** Opening Data extract block **

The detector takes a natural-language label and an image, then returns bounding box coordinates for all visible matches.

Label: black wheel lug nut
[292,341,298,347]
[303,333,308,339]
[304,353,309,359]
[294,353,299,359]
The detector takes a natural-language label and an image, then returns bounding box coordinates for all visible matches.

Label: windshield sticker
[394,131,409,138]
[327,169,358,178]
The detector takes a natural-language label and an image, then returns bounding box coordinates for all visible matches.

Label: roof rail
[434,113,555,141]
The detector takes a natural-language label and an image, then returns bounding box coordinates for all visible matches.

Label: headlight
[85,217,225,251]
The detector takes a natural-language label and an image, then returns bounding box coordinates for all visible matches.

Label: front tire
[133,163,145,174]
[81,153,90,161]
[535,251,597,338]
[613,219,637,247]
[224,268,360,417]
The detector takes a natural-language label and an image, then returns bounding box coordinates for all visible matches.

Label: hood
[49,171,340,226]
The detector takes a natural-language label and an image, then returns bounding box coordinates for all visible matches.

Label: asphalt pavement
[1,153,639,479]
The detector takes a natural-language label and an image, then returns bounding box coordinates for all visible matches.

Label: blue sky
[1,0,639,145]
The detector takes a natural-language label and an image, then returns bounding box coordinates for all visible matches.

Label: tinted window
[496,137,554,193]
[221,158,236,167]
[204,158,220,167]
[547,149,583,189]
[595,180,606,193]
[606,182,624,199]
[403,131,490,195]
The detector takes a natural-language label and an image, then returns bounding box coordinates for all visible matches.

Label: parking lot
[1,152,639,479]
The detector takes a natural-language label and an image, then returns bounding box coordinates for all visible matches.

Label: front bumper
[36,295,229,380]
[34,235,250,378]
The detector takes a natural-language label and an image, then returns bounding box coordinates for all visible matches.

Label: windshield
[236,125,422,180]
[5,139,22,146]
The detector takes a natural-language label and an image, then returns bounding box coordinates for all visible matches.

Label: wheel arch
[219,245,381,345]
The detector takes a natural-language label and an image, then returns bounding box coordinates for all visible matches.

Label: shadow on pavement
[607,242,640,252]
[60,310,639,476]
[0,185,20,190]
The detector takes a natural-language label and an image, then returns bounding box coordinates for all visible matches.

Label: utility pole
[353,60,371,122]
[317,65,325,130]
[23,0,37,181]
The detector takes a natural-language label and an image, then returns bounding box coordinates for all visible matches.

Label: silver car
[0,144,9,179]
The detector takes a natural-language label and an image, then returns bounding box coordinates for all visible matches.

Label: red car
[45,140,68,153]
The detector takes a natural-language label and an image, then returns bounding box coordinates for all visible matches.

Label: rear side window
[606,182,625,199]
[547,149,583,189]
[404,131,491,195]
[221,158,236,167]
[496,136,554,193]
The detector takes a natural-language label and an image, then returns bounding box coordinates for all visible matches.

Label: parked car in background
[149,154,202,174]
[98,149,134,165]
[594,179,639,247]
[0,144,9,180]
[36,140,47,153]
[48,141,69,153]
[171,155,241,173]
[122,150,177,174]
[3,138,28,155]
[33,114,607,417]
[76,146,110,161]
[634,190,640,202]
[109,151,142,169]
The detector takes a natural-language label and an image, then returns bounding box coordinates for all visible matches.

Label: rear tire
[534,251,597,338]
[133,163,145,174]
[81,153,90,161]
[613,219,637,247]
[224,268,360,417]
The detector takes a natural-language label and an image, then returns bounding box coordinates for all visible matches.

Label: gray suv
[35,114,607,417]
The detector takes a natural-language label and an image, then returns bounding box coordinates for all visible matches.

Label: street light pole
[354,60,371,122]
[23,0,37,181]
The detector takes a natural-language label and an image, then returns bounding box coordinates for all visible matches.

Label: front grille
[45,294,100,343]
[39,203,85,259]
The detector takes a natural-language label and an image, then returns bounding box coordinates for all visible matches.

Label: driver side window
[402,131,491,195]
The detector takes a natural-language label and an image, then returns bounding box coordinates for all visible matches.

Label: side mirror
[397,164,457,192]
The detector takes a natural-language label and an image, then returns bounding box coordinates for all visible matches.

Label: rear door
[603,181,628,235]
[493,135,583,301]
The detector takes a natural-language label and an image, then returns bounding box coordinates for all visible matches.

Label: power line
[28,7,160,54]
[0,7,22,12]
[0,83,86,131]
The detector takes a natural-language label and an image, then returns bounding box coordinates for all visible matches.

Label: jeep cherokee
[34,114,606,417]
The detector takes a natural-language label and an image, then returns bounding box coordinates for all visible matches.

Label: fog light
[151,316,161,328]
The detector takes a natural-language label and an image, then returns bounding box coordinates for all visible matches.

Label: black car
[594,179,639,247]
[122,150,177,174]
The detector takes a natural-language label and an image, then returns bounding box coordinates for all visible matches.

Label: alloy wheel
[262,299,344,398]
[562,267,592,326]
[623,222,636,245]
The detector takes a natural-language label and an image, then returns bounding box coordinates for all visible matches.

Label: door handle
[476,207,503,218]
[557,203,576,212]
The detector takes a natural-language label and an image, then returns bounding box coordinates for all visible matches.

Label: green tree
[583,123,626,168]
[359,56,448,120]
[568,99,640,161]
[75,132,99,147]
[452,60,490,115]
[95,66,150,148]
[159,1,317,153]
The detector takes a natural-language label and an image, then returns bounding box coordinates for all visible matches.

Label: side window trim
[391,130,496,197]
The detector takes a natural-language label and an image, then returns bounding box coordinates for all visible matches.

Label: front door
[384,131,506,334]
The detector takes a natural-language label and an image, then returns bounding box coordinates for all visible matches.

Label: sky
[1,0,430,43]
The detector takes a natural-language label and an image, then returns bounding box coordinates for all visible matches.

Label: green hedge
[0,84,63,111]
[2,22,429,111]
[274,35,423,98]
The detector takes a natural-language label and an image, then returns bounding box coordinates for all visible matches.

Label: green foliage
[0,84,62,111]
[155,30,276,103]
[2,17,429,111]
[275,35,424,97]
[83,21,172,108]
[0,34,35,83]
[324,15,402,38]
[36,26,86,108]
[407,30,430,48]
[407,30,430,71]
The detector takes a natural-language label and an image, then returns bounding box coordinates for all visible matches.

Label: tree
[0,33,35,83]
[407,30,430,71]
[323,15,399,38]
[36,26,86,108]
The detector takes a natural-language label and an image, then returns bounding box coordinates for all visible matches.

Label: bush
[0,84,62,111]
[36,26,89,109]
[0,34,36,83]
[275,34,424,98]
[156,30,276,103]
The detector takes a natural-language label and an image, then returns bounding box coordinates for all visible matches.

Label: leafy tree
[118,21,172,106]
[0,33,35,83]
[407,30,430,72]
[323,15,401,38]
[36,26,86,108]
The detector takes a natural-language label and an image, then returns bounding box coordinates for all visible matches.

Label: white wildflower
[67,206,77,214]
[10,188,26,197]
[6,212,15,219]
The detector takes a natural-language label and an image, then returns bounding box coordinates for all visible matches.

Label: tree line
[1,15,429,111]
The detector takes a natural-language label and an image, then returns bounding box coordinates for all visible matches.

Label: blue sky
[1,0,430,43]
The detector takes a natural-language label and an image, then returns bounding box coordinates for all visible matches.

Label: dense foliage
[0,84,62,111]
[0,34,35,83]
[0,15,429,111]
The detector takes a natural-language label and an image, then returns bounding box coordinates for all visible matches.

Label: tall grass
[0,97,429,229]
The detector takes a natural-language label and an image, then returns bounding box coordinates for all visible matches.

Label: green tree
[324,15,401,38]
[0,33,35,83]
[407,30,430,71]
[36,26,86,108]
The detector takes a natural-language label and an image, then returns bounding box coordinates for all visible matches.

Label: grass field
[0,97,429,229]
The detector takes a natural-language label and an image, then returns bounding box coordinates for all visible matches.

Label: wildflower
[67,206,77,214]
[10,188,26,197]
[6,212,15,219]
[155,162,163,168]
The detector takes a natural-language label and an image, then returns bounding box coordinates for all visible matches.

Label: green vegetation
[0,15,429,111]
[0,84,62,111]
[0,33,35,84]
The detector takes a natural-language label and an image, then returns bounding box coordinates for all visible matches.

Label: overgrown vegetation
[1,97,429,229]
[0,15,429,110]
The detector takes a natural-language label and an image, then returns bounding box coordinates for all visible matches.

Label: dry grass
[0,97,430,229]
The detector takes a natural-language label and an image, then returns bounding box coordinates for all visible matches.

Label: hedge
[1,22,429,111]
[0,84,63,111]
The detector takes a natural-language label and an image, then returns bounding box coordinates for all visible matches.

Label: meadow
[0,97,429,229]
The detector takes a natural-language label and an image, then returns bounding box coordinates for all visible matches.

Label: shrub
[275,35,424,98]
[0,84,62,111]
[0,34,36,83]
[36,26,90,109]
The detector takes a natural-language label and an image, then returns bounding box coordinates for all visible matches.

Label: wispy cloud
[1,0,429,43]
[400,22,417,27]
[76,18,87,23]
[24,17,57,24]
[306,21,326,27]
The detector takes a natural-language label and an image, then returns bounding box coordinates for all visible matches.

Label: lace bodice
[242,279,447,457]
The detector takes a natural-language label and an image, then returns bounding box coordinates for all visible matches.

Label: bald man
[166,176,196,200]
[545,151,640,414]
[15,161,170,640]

** Closing Data extract block **

→ **Assignment**: Retype exactly the lines from the one containing "Label: grass field" through the last line of the records above, including both.

→ **Your solution**:
Label: grass field
[0,97,429,229]
The detector takes a natural-language label and an image, then returns bounding box coordinates for all visible matches.

Label: wildflower
[67,206,77,214]
[10,188,26,197]
[6,212,15,219]
[155,162,163,168]
The detector takes a natural-language label and an image, then returns bounding box coordinates for all visible matches.

Label: green vegetation
[0,15,429,111]
[0,84,62,111]
[0,33,35,84]
The detector takes a natural-language label and an image, then returns bounding box coordinates for all visible matches.

Label: overgrown vegetation
[1,97,429,229]
[0,15,429,110]
The detector takes a natural-language label and an image, then returns bounding box coordinates for all visible matches.

Label: dry grass
[0,97,430,229]
The detector takes a natural-language label and an image, then returns bounding box coordinates for all visible matches.

Label: hedge
[1,22,429,111]
[0,84,63,111]
The detector takes a natural-language label and an image, then returns bounding box coordinates for all visible matches.

Label: meadow
[0,97,429,229]
The detector takes a natural-language label and an image, then returns bounding box coordinates for all visible matches.

Label: shrub
[275,35,424,98]
[0,84,62,111]
[0,34,36,83]
[36,26,90,109]
The detector takes a natural-language label and an image, then returns bounding box coordinates for all visible matches.

Label: wispy cloud
[1,0,429,43]
[400,22,417,27]
[76,18,87,23]
[24,17,57,24]
[306,21,326,27]
The detector takes a natural-language label and an image, then returns bounding box coordinates for all visible matches.

Label: lace bodice
[242,279,447,457]
The detector takes a natural-language label and an image, then returns bounding box coordinates for all visible matches.

Label: bald man
[166,176,196,200]
[545,151,640,414]
[15,161,170,640]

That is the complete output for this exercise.